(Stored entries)
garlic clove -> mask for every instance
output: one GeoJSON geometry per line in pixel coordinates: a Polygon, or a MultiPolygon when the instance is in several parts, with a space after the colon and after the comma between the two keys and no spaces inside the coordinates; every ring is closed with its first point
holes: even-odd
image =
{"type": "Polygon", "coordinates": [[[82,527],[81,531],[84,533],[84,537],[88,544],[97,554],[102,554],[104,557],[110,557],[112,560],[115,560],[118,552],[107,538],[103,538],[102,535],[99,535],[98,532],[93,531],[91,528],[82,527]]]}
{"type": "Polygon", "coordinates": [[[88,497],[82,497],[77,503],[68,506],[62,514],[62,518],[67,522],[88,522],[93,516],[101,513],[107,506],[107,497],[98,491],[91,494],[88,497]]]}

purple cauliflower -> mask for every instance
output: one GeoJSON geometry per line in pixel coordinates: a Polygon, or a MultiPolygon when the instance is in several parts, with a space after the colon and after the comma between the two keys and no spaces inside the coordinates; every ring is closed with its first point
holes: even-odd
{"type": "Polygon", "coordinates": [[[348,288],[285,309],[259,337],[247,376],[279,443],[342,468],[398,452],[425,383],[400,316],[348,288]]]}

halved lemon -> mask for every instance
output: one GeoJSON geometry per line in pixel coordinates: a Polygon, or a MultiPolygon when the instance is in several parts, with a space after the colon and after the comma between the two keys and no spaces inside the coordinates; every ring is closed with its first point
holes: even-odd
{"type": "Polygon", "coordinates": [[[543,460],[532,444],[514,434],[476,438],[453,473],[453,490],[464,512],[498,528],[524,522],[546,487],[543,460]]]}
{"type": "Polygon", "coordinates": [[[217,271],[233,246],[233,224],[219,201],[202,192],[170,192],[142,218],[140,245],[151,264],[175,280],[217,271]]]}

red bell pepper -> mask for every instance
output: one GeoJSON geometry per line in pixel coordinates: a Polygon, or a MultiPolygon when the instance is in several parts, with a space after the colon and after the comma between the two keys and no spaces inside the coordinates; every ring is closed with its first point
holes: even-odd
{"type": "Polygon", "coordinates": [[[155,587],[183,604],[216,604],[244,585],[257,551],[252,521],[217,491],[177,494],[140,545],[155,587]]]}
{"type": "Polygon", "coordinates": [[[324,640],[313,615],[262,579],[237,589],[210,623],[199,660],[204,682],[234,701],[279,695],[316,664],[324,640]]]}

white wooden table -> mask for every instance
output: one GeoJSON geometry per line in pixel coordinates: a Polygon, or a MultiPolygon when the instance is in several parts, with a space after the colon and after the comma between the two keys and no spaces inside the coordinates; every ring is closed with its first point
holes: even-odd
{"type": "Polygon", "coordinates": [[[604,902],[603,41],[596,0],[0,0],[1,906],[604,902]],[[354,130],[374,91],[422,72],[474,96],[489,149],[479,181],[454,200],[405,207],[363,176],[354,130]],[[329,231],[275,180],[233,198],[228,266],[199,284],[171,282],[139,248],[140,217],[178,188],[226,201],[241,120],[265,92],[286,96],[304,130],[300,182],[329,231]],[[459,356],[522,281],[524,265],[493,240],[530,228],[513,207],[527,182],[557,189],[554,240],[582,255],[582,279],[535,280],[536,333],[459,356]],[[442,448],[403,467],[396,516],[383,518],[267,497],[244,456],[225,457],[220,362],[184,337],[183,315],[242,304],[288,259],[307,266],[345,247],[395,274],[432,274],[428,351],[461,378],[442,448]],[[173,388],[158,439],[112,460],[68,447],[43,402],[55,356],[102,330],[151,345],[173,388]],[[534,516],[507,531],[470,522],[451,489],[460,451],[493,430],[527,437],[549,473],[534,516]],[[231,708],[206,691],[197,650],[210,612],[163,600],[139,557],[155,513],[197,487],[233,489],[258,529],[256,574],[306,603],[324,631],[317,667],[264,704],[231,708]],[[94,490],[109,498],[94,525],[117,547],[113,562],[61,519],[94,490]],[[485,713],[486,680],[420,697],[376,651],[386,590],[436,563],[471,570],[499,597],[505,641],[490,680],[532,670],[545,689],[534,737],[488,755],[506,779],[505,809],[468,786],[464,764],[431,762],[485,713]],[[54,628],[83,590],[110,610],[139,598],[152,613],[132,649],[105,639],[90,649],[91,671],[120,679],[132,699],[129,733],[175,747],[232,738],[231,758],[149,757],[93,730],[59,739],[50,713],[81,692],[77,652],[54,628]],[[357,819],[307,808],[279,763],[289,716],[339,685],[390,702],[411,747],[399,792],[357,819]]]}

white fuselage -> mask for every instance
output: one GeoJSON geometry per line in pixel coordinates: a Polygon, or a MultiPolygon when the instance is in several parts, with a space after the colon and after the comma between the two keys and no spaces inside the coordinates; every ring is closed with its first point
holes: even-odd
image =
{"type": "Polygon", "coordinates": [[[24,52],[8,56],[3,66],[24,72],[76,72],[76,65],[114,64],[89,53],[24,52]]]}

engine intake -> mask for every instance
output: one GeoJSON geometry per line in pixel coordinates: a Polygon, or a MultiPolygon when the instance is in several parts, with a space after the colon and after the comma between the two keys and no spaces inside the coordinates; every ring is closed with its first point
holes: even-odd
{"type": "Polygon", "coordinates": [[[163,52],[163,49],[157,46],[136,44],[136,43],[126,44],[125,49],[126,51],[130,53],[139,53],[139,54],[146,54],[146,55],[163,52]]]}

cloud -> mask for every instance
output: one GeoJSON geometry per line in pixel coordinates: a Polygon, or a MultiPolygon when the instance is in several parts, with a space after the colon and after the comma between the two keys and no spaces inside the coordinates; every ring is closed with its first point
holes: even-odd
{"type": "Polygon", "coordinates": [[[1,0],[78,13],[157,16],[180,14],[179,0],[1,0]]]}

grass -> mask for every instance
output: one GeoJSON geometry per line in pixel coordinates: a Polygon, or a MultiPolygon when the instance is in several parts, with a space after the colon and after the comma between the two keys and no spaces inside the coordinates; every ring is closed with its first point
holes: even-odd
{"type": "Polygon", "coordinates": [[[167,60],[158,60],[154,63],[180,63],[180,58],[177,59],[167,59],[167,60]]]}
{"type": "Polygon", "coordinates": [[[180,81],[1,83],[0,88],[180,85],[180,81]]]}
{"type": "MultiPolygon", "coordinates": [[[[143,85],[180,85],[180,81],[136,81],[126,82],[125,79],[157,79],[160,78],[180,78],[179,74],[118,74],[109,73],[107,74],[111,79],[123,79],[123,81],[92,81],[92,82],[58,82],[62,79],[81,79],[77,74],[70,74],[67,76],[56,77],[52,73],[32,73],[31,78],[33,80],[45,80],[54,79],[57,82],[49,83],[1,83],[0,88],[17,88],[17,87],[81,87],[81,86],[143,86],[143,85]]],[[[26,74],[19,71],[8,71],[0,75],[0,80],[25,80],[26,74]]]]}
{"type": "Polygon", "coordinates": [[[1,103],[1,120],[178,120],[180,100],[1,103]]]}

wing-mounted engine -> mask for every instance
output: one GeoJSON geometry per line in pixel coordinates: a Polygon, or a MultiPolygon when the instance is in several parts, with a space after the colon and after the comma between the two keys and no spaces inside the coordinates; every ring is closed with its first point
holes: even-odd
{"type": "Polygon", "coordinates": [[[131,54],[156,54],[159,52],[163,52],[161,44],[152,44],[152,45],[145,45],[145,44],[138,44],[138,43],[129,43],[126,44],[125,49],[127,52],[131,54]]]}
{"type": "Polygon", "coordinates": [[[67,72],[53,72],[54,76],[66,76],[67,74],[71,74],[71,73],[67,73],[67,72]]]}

WHAT YOU ARE ASKED TO DO = Go through the records above and set each one down exactly, please.

CORRECT ANSWER =
garlic clove -> mask for every instance
output: one GeoJSON geometry per line in pixel coordinates: a Polygon, or a MultiPolygon when the instance is in several parts, with a space after the colon and after the comma between the two keys and no spaces inside the coordinates; every ring is closed with its first point
holes: even-odd
image =
{"type": "Polygon", "coordinates": [[[82,527],[81,531],[84,533],[84,537],[88,544],[97,554],[102,554],[104,557],[110,557],[112,560],[115,560],[118,552],[107,538],[103,538],[102,535],[99,535],[98,532],[93,531],[91,528],[82,527]]]}
{"type": "Polygon", "coordinates": [[[88,497],[82,497],[77,503],[68,506],[62,514],[62,518],[67,522],[88,522],[93,516],[101,513],[107,506],[107,497],[98,491],[91,494],[88,497]]]}

purple cauliflower -> mask for every instance
output: one GeoJSON geometry per line in pixel coordinates: a Polygon, or a MultiPolygon when the instance is in several parts, with a space after the colon and after the comma between the two keys and no spaces inside the coordinates; every ring is closed with its first point
holes: even-odd
{"type": "Polygon", "coordinates": [[[348,288],[285,309],[259,337],[247,376],[279,443],[342,468],[398,452],[425,383],[400,316],[348,288]]]}

halved lemon -> mask for every instance
output: one GeoJSON geometry per line in pixel coordinates: a Polygon, or a MultiPolygon when the instance is in several parts, with a space after the colon and after the comma between the two keys and no spaces inside the coordinates; every ring is closed with its first point
holes: even-odd
{"type": "Polygon", "coordinates": [[[543,460],[532,444],[514,434],[476,438],[453,473],[453,490],[464,512],[498,528],[524,522],[546,487],[543,460]]]}
{"type": "Polygon", "coordinates": [[[217,271],[233,246],[233,224],[219,201],[202,192],[170,192],[142,218],[140,245],[151,264],[175,280],[217,271]]]}

red bell pepper -> mask for every instance
output: one GeoJSON geometry per line in pixel coordinates: a Polygon, or a MultiPolygon when the instance is in several parts, with a space after the colon and after the comma between the two keys and no spaces inside the coordinates; every ring is closed with its first point
holes: even-odd
{"type": "Polygon", "coordinates": [[[155,587],[183,604],[216,604],[244,585],[257,551],[252,521],[217,491],[177,494],[140,545],[155,587]]]}
{"type": "Polygon", "coordinates": [[[324,640],[313,615],[262,579],[237,589],[210,623],[199,660],[204,682],[234,701],[279,695],[316,664],[324,640]]]}

white wooden table -> mask for every instance
output: one GeoJSON geometry per line in pixel coordinates: a Polygon, or a MultiPolygon when the instance is in several parts, with a space after the colon and after the comma between the two keys and no spaces inside the coordinates; every ring is closed with its first point
holes: even-odd
{"type": "Polygon", "coordinates": [[[604,902],[603,41],[596,0],[0,0],[1,906],[604,902]],[[354,130],[374,91],[422,72],[474,96],[489,149],[479,181],[454,200],[405,207],[363,176],[354,130]],[[329,231],[275,180],[233,198],[228,266],[199,284],[171,282],[139,248],[140,217],[178,188],[226,201],[241,120],[265,92],[286,96],[304,130],[300,182],[329,231]],[[459,356],[522,281],[524,265],[493,240],[530,228],[513,207],[527,182],[557,189],[554,240],[582,255],[582,279],[535,280],[536,333],[459,356]],[[442,448],[403,467],[396,516],[383,518],[267,497],[244,456],[225,457],[220,362],[184,337],[183,315],[242,304],[288,259],[307,266],[345,247],[395,274],[432,274],[428,351],[461,378],[442,448]],[[173,388],[158,439],[112,460],[68,447],[43,402],[55,356],[102,330],[151,345],[173,388]],[[534,516],[507,531],[470,522],[451,489],[460,451],[493,430],[527,437],[549,473],[534,516]],[[231,708],[206,691],[197,650],[210,612],[163,600],[139,557],[155,513],[197,487],[233,489],[258,529],[256,574],[306,603],[324,631],[317,667],[264,704],[231,708]],[[94,490],[109,498],[94,525],[117,547],[113,562],[61,519],[94,490]],[[485,713],[486,680],[420,697],[376,651],[386,590],[436,563],[471,570],[499,597],[505,641],[490,680],[532,670],[545,689],[534,737],[488,755],[506,779],[505,809],[468,786],[464,764],[431,762],[485,713]],[[54,628],[83,590],[110,610],[139,598],[152,613],[132,649],[105,639],[90,649],[91,671],[120,679],[132,699],[129,733],[175,747],[232,738],[231,758],[149,757],[93,730],[59,739],[50,713],[81,692],[77,652],[54,628]],[[357,819],[307,808],[279,763],[289,716],[339,685],[390,702],[411,747],[399,792],[357,819]]]}

white fuselage -> mask for every instance
output: one GeoJSON geometry per line in pixel coordinates: a Polygon, or a MultiPolygon when the instance is in several parts, with a space after the colon and after the comma between the two keys and no spaces inside the coordinates; every ring is closed with its first point
holes: even-odd
image =
{"type": "Polygon", "coordinates": [[[24,52],[8,56],[3,66],[24,72],[76,72],[76,65],[114,64],[89,53],[24,52]]]}

engine intake -> mask for every instance
output: one GeoJSON geometry per line in pixel coordinates: a Polygon, or a MultiPolygon when the instance is in several parts, with a space after the colon and after the comma between the two keys and no spaces inside the coordinates; every ring is closed with its first point
holes: even-odd
{"type": "Polygon", "coordinates": [[[163,52],[163,49],[157,46],[136,44],[136,43],[126,44],[125,49],[126,51],[130,53],[139,53],[139,54],[146,54],[146,55],[163,52]]]}

cloud -> mask for every instance
output: one GeoJSON geometry per line in pixel coordinates: a Polygon, or a MultiPolygon when the instance is in several parts, with a space after the colon and after the comma between the two keys and no spaces inside the coordinates; every ring is closed with its first point
holes: even-odd
{"type": "Polygon", "coordinates": [[[1,0],[78,13],[157,16],[180,14],[179,0],[1,0]]]}

grass -> mask for every instance
output: one GeoJSON geometry per line in pixel coordinates: a Polygon, or a MultiPolygon when the instance is in several parts, with a space after the colon and after the comma between the two keys and no spaces inside the coordinates; every ring is closed with its first point
holes: even-odd
{"type": "Polygon", "coordinates": [[[167,60],[158,60],[154,63],[180,63],[180,58],[177,59],[167,59],[167,60]]]}
{"type": "Polygon", "coordinates": [[[180,81],[1,83],[0,88],[180,85],[180,81]]]}
{"type": "MultiPolygon", "coordinates": [[[[143,85],[180,85],[180,81],[136,81],[126,82],[125,79],[157,79],[160,78],[180,78],[179,74],[118,74],[109,73],[107,74],[111,79],[123,79],[123,81],[92,81],[92,82],[58,82],[62,79],[81,79],[77,74],[70,74],[67,76],[56,77],[52,73],[32,73],[31,78],[33,80],[45,80],[54,79],[57,82],[49,83],[1,83],[0,88],[17,88],[17,87],[81,87],[81,86],[143,86],[143,85]]],[[[26,74],[19,71],[8,71],[0,75],[0,80],[25,80],[26,74]]]]}
{"type": "Polygon", "coordinates": [[[1,103],[1,120],[178,120],[180,100],[1,103]]]}

wing-mounted engine -> mask for every instance
output: one GeoJSON geometry per line in pixel coordinates: a Polygon, or a MultiPolygon when the instance is in several parts, with a space after the colon and after the comma between the two keys and no spaces inside the coordinates; every ring is closed with its first point
holes: even-odd
{"type": "Polygon", "coordinates": [[[131,54],[156,54],[159,52],[163,52],[161,44],[152,44],[152,45],[145,45],[145,44],[138,44],[138,43],[129,43],[126,44],[125,49],[127,52],[131,54]]]}
{"type": "Polygon", "coordinates": [[[67,72],[53,72],[54,76],[66,76],[67,74],[71,74],[71,73],[67,73],[67,72]]]}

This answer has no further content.